- **WHAT IS REQUIRED**: Output exactly, please, the lines of the records below from the one containing "of the cloud" through the final line.

- **ITEMS**:
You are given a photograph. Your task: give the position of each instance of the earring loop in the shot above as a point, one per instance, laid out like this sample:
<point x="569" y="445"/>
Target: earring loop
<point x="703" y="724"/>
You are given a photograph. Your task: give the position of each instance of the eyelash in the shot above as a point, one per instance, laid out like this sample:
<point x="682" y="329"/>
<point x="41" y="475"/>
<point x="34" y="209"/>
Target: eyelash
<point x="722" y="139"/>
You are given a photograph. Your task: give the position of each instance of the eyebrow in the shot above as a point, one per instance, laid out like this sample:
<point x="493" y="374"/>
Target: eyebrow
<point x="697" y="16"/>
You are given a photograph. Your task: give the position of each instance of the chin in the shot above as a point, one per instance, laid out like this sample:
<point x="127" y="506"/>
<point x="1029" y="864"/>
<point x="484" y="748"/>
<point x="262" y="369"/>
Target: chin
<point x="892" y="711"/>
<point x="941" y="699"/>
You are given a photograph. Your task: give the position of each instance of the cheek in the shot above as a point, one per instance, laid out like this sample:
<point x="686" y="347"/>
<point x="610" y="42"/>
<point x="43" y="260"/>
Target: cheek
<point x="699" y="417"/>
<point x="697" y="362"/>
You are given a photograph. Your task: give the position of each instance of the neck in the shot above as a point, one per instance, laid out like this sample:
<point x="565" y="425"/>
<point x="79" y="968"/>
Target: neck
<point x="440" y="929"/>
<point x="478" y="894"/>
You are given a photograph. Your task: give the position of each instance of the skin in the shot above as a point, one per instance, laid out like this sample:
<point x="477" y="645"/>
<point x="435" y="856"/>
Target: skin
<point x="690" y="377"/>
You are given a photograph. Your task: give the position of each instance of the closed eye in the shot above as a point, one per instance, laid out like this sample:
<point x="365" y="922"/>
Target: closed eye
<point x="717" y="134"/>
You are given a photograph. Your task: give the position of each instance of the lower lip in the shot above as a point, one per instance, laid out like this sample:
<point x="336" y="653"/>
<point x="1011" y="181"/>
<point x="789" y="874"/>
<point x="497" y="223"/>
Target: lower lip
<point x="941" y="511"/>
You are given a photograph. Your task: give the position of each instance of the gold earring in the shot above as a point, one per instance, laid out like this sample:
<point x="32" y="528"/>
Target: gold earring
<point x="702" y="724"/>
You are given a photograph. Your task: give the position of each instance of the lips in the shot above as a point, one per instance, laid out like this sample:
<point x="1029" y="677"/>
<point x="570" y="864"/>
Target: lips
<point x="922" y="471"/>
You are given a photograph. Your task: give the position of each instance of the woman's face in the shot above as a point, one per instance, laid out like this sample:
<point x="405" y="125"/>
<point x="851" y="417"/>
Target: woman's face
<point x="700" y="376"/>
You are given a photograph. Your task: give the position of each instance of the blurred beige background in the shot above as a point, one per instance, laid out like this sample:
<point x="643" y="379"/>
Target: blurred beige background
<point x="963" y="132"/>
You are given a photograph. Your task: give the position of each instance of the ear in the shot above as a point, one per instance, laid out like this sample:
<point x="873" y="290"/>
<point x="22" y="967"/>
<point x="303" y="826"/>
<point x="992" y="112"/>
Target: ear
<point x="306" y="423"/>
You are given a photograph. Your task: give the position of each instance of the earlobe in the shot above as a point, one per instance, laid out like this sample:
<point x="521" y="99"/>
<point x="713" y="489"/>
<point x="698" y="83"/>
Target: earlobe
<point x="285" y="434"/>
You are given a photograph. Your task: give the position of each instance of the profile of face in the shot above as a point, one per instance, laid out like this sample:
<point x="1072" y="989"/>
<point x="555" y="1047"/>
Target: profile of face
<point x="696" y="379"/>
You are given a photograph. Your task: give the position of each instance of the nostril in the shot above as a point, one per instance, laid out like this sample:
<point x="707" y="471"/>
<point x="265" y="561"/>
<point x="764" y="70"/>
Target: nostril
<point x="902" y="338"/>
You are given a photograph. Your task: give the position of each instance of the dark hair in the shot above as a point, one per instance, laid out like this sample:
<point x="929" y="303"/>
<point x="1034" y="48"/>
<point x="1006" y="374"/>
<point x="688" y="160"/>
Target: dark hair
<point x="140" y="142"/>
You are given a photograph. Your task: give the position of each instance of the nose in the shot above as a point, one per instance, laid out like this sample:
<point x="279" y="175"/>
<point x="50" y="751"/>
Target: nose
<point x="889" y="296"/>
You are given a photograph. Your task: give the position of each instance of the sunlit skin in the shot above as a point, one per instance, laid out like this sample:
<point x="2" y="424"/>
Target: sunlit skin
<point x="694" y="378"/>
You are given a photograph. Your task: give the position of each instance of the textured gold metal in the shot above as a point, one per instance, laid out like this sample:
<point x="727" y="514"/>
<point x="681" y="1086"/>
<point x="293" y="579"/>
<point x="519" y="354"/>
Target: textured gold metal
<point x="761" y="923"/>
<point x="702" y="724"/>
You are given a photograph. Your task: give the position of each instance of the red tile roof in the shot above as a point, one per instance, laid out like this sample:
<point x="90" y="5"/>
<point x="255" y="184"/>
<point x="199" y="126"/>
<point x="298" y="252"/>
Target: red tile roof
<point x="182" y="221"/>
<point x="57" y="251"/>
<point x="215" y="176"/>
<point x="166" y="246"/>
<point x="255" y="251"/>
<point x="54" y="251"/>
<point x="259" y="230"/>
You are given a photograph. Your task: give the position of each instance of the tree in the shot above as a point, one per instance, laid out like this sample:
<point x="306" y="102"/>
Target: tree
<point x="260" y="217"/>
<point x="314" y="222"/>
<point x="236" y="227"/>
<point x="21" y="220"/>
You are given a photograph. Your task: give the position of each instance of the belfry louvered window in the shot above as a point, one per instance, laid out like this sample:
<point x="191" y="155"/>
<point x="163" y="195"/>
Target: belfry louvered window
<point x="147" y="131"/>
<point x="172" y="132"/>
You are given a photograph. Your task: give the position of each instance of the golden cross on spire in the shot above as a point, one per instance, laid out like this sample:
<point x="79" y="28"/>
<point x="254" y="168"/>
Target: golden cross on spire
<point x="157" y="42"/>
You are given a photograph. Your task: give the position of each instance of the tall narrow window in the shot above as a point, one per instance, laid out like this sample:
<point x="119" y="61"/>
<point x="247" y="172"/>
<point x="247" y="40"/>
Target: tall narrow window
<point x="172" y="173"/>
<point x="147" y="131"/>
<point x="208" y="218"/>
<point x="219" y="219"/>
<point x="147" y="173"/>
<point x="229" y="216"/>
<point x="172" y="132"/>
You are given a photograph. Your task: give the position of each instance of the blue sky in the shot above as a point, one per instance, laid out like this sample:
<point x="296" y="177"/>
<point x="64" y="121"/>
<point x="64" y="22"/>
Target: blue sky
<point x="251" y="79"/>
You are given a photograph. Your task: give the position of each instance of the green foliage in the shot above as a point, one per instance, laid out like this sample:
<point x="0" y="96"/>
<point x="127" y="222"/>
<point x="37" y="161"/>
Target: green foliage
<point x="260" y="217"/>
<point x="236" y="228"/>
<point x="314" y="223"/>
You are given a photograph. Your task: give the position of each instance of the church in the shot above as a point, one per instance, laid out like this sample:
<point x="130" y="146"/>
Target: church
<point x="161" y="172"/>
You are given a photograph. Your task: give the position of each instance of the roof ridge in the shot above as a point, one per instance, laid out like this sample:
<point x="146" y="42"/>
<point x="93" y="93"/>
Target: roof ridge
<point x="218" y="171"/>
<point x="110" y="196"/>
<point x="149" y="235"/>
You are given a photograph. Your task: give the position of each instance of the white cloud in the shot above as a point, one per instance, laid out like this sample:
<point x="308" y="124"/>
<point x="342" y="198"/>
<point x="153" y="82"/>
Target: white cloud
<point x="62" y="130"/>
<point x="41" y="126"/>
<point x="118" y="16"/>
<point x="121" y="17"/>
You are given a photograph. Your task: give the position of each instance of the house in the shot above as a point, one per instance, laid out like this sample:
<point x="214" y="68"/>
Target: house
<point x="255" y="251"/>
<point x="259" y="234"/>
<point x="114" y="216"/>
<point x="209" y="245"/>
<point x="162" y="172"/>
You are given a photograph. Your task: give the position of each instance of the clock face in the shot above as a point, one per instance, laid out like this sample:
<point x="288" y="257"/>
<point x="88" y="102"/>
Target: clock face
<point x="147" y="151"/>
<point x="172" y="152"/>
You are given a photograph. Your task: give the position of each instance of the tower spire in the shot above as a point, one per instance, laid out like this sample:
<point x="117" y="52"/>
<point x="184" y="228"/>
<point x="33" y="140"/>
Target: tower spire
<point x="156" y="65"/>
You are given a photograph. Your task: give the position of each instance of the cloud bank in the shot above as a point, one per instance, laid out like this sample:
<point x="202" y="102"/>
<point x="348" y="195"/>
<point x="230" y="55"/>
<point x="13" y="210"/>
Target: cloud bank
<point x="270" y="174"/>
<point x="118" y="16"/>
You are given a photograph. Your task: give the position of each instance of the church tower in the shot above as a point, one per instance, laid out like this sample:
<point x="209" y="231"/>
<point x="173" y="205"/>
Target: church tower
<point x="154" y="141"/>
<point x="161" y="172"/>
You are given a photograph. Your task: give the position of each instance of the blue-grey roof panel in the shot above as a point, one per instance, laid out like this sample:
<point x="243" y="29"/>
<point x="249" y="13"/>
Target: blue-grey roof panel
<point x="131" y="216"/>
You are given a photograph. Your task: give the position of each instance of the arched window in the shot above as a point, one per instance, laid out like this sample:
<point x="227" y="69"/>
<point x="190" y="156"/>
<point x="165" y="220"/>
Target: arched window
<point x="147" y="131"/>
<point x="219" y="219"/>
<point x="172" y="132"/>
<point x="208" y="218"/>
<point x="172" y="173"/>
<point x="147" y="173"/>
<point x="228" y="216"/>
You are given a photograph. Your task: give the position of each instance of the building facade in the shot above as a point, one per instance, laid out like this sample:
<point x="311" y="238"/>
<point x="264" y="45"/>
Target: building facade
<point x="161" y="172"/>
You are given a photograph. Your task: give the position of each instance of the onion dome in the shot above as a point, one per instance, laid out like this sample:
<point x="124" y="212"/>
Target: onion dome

- **ANSWER BELOW**:
You are given a photograph. Your task: give the position of each instance of the cloud bank in the shot above as a point, one per instance, laid out like this sample:
<point x="202" y="102"/>
<point x="348" y="195"/>
<point x="230" y="55"/>
<point x="13" y="210"/>
Target: cloud bank
<point x="270" y="174"/>
<point x="118" y="16"/>
You are given a photograph. Your task: give the position of each instance of the church tower in the shot above as a point, one per instance, laid out like this sample:
<point x="209" y="231"/>
<point x="173" y="205"/>
Target: church tower
<point x="154" y="141"/>
<point x="161" y="172"/>
You are given a photograph. Your task: give the position of each instance of the blue-grey roof panel in the shot above as a point, one per instance, laid out like this sample:
<point x="243" y="29"/>
<point x="249" y="13"/>
Target: blue-grey roof panel
<point x="131" y="216"/>
You are given a photograph. Your task: give the position of each instance of the arched window in the shot above as a point, one per instance, laid out like this sample:
<point x="227" y="69"/>
<point x="190" y="156"/>
<point x="165" y="220"/>
Target: arched window
<point x="147" y="131"/>
<point x="219" y="219"/>
<point x="172" y="132"/>
<point x="208" y="218"/>
<point x="172" y="173"/>
<point x="147" y="173"/>
<point x="228" y="216"/>
You are given a photograph. Your task: give the position of each instance of the building facade in the shot above as a point, one per instance, laid out like this sample:
<point x="311" y="238"/>
<point x="264" y="45"/>
Target: building facade
<point x="161" y="172"/>
You are given a photograph. Your task: give the position of each instance of the onion dome in the shot above as a point, one per instance, laid out like this sample:
<point x="124" y="212"/>
Target: onion dome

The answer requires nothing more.